Saved entries
++++++++

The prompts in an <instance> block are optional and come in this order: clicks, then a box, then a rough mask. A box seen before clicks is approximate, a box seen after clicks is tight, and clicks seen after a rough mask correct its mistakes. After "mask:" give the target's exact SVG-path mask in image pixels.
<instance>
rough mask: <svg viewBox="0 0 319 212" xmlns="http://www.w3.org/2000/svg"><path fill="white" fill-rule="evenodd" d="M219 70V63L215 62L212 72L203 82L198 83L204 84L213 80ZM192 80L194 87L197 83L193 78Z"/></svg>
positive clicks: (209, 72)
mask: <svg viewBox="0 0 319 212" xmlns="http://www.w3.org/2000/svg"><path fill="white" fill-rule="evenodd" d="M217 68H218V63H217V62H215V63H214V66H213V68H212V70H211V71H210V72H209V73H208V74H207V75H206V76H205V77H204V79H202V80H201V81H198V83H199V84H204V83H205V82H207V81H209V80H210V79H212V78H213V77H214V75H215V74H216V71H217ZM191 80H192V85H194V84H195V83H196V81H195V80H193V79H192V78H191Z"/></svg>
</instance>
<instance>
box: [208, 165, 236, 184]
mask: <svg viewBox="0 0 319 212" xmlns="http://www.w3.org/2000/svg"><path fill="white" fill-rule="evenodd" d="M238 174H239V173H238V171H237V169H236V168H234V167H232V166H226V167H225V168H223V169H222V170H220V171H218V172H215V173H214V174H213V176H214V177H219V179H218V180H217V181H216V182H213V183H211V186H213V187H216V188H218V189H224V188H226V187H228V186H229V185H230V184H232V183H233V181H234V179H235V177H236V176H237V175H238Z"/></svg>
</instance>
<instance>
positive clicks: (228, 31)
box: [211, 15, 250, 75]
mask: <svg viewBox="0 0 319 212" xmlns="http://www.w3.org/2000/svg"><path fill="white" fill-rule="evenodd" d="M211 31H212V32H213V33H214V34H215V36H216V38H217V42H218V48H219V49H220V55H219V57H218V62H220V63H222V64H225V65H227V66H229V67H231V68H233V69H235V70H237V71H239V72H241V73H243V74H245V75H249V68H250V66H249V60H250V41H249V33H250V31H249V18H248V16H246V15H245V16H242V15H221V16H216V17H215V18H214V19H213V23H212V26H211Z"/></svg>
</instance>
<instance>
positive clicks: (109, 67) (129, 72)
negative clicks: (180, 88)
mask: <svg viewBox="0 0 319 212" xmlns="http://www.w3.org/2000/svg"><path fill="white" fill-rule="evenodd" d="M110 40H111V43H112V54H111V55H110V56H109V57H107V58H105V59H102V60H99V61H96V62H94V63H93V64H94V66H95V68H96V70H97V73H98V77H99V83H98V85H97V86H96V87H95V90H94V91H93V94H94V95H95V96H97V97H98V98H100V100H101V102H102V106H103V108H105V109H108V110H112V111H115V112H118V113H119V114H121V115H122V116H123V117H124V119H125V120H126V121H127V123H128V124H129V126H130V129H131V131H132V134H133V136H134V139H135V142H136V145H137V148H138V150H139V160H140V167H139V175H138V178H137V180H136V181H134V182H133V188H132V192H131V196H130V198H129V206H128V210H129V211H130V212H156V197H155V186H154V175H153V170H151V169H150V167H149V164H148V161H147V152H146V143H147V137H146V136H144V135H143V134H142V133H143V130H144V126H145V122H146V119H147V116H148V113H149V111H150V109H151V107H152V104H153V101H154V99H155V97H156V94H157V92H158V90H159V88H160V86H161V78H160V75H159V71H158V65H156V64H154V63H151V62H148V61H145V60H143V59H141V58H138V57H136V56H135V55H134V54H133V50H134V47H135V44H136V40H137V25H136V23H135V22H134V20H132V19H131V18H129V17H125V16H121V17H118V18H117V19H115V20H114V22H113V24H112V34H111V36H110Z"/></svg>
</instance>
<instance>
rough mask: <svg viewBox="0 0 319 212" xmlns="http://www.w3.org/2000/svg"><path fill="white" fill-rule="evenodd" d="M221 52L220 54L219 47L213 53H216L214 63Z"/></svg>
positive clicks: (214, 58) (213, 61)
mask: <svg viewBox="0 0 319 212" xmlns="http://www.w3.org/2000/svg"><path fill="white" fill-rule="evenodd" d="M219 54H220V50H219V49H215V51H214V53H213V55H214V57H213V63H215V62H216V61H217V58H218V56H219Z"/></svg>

++++++++

TRY IT: Return each line of the entries above that contains the string "rough", treating uppercase and lowercase letters as different.

ANSWER TO THIS PROBLEM:
The prompts in an <instance> block are optional and come in this order: clicks, then a box, then a rough mask. A box seen before clicks is approximate, a box seen after clicks is tight, and clicks seen after a rough mask correct its mistakes. After "mask:" give the target's exact SVG-path mask in image pixels.
rough mask: <svg viewBox="0 0 319 212" xmlns="http://www.w3.org/2000/svg"><path fill="white" fill-rule="evenodd" d="M219 70V63L215 62L212 72L203 82L198 83L204 84L213 80ZM192 80L194 87L197 83L193 78Z"/></svg>
rough mask: <svg viewBox="0 0 319 212" xmlns="http://www.w3.org/2000/svg"><path fill="white" fill-rule="evenodd" d="M221 52L220 54L219 47L213 53H216L214 63Z"/></svg>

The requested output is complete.